Activity:
The string "below" may appear in lines of the listing. Report each line where it does.
▽
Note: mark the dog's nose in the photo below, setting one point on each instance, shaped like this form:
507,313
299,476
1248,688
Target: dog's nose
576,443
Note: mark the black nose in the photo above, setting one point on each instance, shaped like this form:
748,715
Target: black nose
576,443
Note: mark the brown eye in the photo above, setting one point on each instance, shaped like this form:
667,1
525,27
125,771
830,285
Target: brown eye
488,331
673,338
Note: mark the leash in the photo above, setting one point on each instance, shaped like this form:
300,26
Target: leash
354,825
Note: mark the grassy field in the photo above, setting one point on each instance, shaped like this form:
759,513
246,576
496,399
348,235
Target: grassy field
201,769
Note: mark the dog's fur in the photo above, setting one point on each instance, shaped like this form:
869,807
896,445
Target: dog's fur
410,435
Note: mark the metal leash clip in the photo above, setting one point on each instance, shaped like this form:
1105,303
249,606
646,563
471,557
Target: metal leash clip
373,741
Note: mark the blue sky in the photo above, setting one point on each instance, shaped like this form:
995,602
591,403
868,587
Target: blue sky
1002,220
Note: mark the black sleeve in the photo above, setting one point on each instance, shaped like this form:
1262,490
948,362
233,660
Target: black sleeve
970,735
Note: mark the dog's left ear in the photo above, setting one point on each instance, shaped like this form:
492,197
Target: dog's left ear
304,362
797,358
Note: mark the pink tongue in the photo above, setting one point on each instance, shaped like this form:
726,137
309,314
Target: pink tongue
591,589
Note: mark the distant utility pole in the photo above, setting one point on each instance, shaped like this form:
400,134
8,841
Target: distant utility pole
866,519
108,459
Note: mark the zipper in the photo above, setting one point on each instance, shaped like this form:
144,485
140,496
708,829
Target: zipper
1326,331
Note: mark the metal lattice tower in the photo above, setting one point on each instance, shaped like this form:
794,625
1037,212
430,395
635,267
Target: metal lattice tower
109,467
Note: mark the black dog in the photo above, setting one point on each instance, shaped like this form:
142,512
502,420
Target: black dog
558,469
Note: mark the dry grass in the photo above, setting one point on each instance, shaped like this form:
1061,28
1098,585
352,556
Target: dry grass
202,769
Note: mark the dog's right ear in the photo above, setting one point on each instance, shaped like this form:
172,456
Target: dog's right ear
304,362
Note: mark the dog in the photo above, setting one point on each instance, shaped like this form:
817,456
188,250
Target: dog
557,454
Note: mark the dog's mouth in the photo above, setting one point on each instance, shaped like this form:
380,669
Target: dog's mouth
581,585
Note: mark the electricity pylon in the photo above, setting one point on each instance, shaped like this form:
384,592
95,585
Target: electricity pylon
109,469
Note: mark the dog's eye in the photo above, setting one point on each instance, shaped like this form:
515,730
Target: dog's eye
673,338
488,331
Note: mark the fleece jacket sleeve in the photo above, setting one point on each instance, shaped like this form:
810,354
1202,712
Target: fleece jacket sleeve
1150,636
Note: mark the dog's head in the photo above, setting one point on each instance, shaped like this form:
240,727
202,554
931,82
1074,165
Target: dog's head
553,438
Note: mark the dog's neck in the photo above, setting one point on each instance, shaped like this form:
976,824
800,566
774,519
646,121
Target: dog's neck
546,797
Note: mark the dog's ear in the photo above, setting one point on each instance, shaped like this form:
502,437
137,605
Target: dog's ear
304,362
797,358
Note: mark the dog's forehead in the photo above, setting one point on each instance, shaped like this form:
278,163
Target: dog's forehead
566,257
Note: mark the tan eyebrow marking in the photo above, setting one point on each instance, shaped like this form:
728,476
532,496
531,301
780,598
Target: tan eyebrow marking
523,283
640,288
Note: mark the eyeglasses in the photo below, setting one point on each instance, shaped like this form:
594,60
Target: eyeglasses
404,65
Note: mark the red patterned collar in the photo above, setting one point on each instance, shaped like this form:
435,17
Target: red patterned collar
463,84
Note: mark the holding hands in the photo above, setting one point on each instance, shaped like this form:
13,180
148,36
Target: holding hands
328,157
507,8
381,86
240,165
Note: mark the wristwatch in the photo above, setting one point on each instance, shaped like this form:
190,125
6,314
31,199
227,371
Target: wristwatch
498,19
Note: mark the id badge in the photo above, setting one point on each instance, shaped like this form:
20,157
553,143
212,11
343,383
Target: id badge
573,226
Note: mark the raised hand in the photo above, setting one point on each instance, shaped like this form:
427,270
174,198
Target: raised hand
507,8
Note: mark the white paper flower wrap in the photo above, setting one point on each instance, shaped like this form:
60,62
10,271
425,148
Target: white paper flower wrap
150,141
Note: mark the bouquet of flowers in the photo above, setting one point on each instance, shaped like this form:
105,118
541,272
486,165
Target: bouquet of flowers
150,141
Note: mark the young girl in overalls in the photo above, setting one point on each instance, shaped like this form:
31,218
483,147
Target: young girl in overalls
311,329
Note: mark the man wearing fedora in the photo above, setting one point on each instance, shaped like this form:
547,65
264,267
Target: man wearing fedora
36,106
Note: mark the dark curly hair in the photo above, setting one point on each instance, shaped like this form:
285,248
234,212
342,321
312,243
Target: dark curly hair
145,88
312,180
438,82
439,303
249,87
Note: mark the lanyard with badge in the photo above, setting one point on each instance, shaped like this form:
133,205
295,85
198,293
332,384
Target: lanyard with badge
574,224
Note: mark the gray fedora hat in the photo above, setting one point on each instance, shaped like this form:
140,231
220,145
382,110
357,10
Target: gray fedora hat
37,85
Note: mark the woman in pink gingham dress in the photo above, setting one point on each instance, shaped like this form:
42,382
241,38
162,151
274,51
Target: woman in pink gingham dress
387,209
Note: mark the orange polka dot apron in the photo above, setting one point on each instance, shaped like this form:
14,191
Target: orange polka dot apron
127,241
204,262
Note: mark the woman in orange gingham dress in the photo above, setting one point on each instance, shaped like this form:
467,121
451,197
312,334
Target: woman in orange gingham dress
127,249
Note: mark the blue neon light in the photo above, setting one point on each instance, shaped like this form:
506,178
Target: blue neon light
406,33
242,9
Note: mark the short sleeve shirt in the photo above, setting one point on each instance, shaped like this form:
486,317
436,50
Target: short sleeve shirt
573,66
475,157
△
Your solution:
Note: mark the dog's nose in the photo below, setting one point on each instance, shaped like this form:
Note: mark the eyeglasses in the photo below, setting one point on each instance, shaped like this form:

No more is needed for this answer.